The Worst Day of My Writing Life
Hello, worst day of my writing life. You are characterized by instant upper-lip sweating, full-body shakes, and many, many tears. You began at approximately 1:07 AM, Saturday, December 29th and didn't end until after 7 PM the following day. I hate you, by the way.
Let's back up. 1:03 AM was a very, very good moment. Lisa and I had just spent the past 4 DAYS, 4 HOURS per night, READING ALOUD our current edit for THIS IS W.A.R. My voice was hoarse for 4 days because we labored over every word, discussed changes at length and went off on many, many tangents. Lisa had track changes on her computer and I had a brand, spanking new document I was building as we went. AKA the final version. I saved obssessively--an every-five-minutes-kind-of-save, a type-a-word-hit-save kind of save, a if-I-hit-save-one-more-time-I-will-be-considered-a-save-junky kind of save. You get the idea. 1:00 struck and we FINISHED. We spent approximately 1 hour on the last paragraph of the book, literally tearing apart every word to make sure we got it right. And then BAM. It was right and it was finished and it was good.
Lisa: Send me the document and we'll send to Dan. Yay!!!
Laura: Wait...I thought you were doing the edits.
Lisa: Very funny.
Laura: Ha ha ha. He. he. he.
We hung up the phone and I saved one last time before exiting the beautifully complete document to attach to an email. And then my world as I knew it was swallowed up. All of the dates on the This Is War FINAL document showed the wrong date. Christmas day to be exact. The day we began editing. This is not right. This is not right. Don't panic. This is not right. I opened Word to check my most recent documents. Not listed.
Cue terrified shakes. And heavy breathing. And tears. Lots and lots of instant tears.
I knew deep down that it had to be somewhere. I had saved the document religiously. It was on my computer. Word hadn't given me any Are you sure you want to exit without saving? messages and I HAD saved. I conducted a series of searches. My husband came downstairs at 2:30 afraid that I wasn't in bed. I cried. He searched my computer. Nothing. I continued searching until 3:30 in the morning and then finally cried myself to sleep hoping when I awoke, the entire experience would turn out to be a bad dream, the finished document waiting in our inbox where it belonged.
But who am I kidding? This is the worst day of my writing life. I woke up and the document showed Christmas day, reflecting not one of the changes Lisa and I had discussed. I had a few options.
1. Continue wasting valuable time searching.
2. Take my computer to a computer genius and beg.
3. Tell Lisa. Cry. Ask for forgiveness.
4. Start over.

- [Objective 1]:
List the options the post gives for what the writer could do after waking up.
- [Objective 2]:
Answer these questions from the post.
(a) For how many days did Lisa and the writer read the edit aloud?
(b) Which day did the dates on the final document show?
(c) Until what time did the writer keep searching before going to sleep?

- [Dataset content]:

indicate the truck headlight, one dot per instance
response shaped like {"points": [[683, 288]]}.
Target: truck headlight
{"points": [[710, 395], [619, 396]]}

- [Finished answer 1]:
1. Continue wasting valuable time searching.
2. Take my computer to a computer genius and beg.
3. Tell Lisa. Cry. Ask for forgiveness.
4. Start over.

- [Finished answer 2]:
(a) 4 days
(b) Christmas day
(c) 3:30 in the morning